A faithful copy of all the data below, please; leave no line out.

Segment Start: INFORMATION PROVIDED

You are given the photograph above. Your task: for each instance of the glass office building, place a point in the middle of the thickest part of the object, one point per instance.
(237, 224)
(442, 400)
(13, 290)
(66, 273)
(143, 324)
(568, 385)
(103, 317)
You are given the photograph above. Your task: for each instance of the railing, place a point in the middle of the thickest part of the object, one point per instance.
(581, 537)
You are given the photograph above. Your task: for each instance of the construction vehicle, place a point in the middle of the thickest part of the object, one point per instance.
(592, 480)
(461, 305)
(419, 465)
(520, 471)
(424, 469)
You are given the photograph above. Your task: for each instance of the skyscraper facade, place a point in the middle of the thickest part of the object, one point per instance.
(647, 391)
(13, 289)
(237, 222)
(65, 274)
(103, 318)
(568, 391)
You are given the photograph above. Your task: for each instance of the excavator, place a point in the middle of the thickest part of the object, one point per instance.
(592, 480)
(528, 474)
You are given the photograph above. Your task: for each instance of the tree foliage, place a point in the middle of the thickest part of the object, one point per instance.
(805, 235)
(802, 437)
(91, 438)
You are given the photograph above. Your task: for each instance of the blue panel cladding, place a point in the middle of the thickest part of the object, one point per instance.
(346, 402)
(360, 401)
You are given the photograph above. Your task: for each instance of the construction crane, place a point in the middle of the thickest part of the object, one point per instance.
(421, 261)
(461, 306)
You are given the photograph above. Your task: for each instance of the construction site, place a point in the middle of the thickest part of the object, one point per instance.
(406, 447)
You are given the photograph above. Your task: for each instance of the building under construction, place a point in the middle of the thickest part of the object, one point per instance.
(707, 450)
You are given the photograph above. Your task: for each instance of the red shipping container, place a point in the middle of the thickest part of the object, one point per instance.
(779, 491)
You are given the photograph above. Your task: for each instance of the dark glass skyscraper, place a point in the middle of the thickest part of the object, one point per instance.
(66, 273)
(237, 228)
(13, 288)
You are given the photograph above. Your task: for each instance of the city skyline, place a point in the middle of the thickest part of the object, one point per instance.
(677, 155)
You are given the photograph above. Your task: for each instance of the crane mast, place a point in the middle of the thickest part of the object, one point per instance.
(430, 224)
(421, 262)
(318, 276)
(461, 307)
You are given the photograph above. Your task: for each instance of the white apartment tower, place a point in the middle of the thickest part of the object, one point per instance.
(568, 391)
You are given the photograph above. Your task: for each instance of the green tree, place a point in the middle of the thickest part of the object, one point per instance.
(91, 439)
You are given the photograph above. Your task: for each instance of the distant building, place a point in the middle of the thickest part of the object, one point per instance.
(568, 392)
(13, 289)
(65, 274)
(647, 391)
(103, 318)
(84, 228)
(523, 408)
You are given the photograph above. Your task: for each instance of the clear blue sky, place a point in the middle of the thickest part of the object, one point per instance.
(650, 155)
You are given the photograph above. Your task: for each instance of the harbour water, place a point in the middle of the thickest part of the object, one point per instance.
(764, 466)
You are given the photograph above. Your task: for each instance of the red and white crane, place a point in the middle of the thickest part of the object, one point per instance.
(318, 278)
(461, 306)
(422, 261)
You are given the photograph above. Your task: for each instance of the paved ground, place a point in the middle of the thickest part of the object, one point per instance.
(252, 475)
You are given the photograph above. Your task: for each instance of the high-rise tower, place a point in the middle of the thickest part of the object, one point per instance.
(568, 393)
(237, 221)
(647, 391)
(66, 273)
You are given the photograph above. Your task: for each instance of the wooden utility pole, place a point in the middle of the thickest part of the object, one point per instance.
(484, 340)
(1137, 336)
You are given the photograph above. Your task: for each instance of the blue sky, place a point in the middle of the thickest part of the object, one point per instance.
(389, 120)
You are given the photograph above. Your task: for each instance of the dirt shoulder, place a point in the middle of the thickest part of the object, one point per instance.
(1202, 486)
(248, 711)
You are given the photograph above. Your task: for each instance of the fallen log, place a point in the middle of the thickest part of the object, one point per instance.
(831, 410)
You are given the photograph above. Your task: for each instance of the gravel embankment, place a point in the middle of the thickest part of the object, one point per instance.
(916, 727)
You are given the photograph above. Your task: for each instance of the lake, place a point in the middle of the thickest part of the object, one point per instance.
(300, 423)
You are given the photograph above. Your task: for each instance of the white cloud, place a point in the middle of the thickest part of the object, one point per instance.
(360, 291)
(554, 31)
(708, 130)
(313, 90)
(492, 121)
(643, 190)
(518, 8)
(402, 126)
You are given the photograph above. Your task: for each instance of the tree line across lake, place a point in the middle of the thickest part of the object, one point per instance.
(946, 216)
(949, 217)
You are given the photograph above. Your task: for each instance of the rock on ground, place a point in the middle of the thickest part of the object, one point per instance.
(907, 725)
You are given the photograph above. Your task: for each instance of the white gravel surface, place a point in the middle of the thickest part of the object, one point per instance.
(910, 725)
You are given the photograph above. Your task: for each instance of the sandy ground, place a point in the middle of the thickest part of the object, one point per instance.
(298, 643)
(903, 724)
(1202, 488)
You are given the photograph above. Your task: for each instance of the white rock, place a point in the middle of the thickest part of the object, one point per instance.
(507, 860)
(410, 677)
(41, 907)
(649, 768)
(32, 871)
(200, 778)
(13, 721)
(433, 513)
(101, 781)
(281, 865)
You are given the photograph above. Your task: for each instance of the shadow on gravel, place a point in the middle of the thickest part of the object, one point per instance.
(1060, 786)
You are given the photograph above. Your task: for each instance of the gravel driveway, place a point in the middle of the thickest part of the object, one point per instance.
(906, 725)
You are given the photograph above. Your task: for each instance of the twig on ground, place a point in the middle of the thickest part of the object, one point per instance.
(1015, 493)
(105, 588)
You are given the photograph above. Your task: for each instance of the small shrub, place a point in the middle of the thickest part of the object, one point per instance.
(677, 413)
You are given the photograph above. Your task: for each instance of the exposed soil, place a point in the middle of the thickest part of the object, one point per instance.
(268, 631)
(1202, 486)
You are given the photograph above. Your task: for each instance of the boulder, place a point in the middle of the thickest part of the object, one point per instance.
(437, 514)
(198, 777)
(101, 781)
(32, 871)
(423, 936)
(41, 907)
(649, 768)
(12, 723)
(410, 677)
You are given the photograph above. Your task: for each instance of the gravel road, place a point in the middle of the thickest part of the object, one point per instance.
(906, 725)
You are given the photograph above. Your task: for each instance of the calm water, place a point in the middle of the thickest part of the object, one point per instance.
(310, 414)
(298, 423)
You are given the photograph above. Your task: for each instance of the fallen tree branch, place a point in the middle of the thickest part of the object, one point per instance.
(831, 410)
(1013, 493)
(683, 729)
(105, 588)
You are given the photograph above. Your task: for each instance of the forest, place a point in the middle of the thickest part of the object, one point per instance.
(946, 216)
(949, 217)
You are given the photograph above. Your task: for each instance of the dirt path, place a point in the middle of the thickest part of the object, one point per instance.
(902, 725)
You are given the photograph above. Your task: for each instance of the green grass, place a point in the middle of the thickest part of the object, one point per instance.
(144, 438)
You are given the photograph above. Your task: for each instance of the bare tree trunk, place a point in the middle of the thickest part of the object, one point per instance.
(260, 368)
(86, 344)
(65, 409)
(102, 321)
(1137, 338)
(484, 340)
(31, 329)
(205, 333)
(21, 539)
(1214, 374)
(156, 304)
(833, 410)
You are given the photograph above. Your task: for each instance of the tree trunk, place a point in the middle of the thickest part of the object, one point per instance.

Segment End: INFORMATION PROVIDED

▸ TASK SOLUTION:
You are given the photograph above. Your task: for each instance of the glass office building, place a point in the middle of the thickest part of the object, one point per instance.
(237, 224)
(442, 400)
(13, 290)
(66, 273)
(143, 324)
(568, 385)
(103, 317)
You are given the photograph above. Your task: for each instance of the railing, place a point in the middle of the thickest part of the object, one point per instance.
(581, 537)
You are given the photograph above. Your task: for each instance of the construction vehicle, place a point in the middle of the thickest part of the object, one point per instance.
(592, 480)
(461, 305)
(419, 465)
(520, 471)
(424, 469)
You are given the photograph above. Your task: for each instance of the skyscraper facade, place a point in the middle of the thickest part of the object, one point per instance.
(647, 391)
(13, 289)
(237, 222)
(65, 274)
(103, 318)
(568, 391)
You are given the photograph above. Your task: for each instance of the excavator, place a point in the middle of the thickest part of the object, one point per instance.
(592, 480)
(528, 474)
You are given the photograph above. Your task: for each instance of the tree foliage, place a point in the middle of the thickest part of the object, one point per instance.
(805, 235)
(802, 437)
(91, 438)
You are given the photograph above. Your task: for each instance of the blue panel cladding, place a point in the middle of the thickest part of the object, one point per instance.
(346, 402)
(360, 401)
You are given the photograph above. Your task: for each instance of the construction crane, place a point in the middle of the thickest part of the object, one point per instance.
(421, 261)
(461, 306)
You are given the photograph above. Your task: for each instance of the construction site, place a point in the middle of the thickest part of the object, one point per instance.
(406, 447)
You are given the photograph above. Your task: for each instance of the building under construction, place a point in the middle of the thickest part of the object, one point per instance.
(707, 450)
You are given the photograph above. Your task: for each instance of the red shipping container, place a point in the middle of the thickest part of the object, one point per instance.
(779, 491)
You are given the photograph above. Your task: for each instance of the dark glass skyscraper, place a point in the middle of the thickest part of the object, one point per instance.
(66, 273)
(237, 228)
(13, 288)
You are given the photograph above. Your task: for each instance of the city skyline, place a point in the middle of the thickest part of the object, one point per instance.
(677, 155)
You are given the photograph above. Your task: for each instance of the crane mast, place a point in the middle of the thickest part of the object, one point per instance.
(430, 224)
(421, 262)
(318, 276)
(461, 307)
You are given the photograph above. Your task: for each instance of the white apartment tower, place a point in the middle of the thickest part of the object, one point per instance.
(568, 391)
You are given the photograph above. Your task: for each instance of the green tree, place a point in the middle of the thickest part of the object, one point per instance.
(91, 439)
You are given the photograph above. Your task: for each instance of the distant building, place a point in the middle of the thickest part of the object, one point per instance.
(568, 392)
(13, 289)
(65, 274)
(647, 391)
(103, 318)
(84, 228)
(523, 408)
You are given the photograph above. Your task: for each instance of the clear blue sky, place a point in the middle of the thickest part of the object, one point per instance.
(650, 155)
You are given the photograph above. Your task: for each instance of the harbour water, place a point in the middle of the thickest part of the object, one point per instance.
(764, 466)
You are given the photograph above. Your task: for each instance of the red and white crane, place a point in the middle of the thickest part of the object, one point per instance.
(318, 278)
(461, 306)
(422, 261)
You are given the photograph above. Your task: for each instance of the paved ground, place a point in the middle of the thickest part of the object, one point per instance.
(252, 475)
You are given the photograph above. Your task: for each instance of the high-rise tower, place a point in the middle of the thickest part of the object, one point per instance.
(568, 393)
(237, 221)
(647, 391)
(66, 273)
You are given the photograph above. Your task: for each instance of the wooden utility pole, place a point in the middle of the thickest part of the object, one point per instance.
(484, 340)
(1137, 336)
You are given the photograph above. Your task: for each instance of the blue sky, place a point in the middle of the thickest part of the object, one point per instance.
(389, 120)
You are given the photograph above. Your task: for each instance of the dirt shoulder, place a point in the middle of the thickest part of the object, one point per instance.
(1202, 486)
(248, 711)
You are given the photograph above. Your task: for each instance of the fallen log, place a point in the middle of the thickest part of the object, one point per instance.
(831, 410)
You are given the photograph above. Your task: for each instance of the gravel embankment, place a point in the middle of the thickest part of the object, one point per instance.
(916, 727)
You are given the photograph above. Your task: for each instance of the lake, place a point in the middle of the thickest part of the object, one point per instance.
(300, 423)
You are given the photograph above. Your task: for each instance of the white cloud, place a point in the middle of the thickest part of the object, one point per instance.
(360, 291)
(554, 31)
(708, 130)
(313, 90)
(492, 121)
(643, 190)
(518, 8)
(402, 126)
You are given the photograph above. Your task: for each instance of the tree line across lake, place a point in the middle of the thickest part of the object, one point per instance.
(946, 216)
(949, 217)
You are given the photograph above. Your task: for each instance of the rock on ground, place a point in the middle of the thickest part of the object, one point per instance.
(907, 725)
You are given the photograph above. Your task: for each instance of the white gravel surface, place a point in the middle of the thickest part of the object, one point per instance.
(910, 725)
You are given the photograph above. Your task: for each instance of the sandy ground, place a point in the middle of the thickest part of the object, one point per instance.
(298, 643)
(903, 724)
(1202, 488)
You are given the photograph above. Your task: for each instance of the white rock, place a point in the middle of the thickest part of the object, one point per instance.
(507, 860)
(410, 677)
(41, 907)
(649, 768)
(32, 871)
(200, 778)
(13, 721)
(433, 513)
(101, 781)
(281, 865)
You are given the photograph above. Your task: for each instance of the shadow on gravel, place a point in the middle of the thickest part of the object, one point per instance.
(1060, 786)
You are given the photograph above. Your task: for each instance of the gravel driveway, place a point in the middle of the thickest part of the object, one point per instance.
(906, 725)
You are given the photograph above. Your task: for each instance of the twig on ground, place a point in the middle of the thickest part of the object, one point per instance.
(1015, 493)
(105, 588)
You are given the photograph above. Your task: for each instance of the small shrub, place a point in the middle of the thickest part of the object, one point per instance.
(677, 413)
You are given the photograph above. Your task: for each instance of the exposed soil, place a point in the middle of the thickest part of the object, one point per instance.
(268, 631)
(1202, 486)
You are given the photograph above. Your task: for each instance of the boulder, place a point in the middle of the thickest part of the object, one point per instance.
(437, 514)
(198, 777)
(101, 781)
(32, 871)
(423, 936)
(41, 907)
(649, 768)
(12, 723)
(410, 677)
You are given the photograph above. Your task: for each instance of the gravel road, place a point in the middle of the thickest part of the object, one point per instance.
(906, 725)
You are given the photograph above. Your task: for each instance of the calm water, place a point in the middle of the thickest part of the object, one point per instance.
(310, 414)
(298, 423)
You are given the photograph above. Your task: for each instance of the fallen tree branch, place a point in the middle of the thickest part of the object, one point per instance.
(831, 410)
(1013, 493)
(683, 729)
(105, 588)
You are given the photograph above. Your task: for each instance of the forest, place a point in the middle of the thickest part of the object, one point per instance.
(946, 216)
(949, 217)
You are given the photograph above. Your task: for each instance of the dirt path, place a point in the middle of the thickest part of the object, one point per instance.
(902, 725)
You are given the photograph above. Your task: for each instance of the green grass, place a point in the middle of the thickest part of the object, one point per instance.
(144, 438)
You are given the photograph above. Your task: for each instance of the bare tree trunk, place a point in the middle of the thickest part of the object, one point per instance.
(260, 368)
(86, 344)
(65, 409)
(102, 321)
(1137, 338)
(484, 340)
(31, 329)
(205, 333)
(21, 539)
(1214, 374)
(156, 304)
(833, 410)
You are given the photograph above. Your task: for each instance of the tree trunk, place a point in the middle of the thickest part of the object, one point per instance.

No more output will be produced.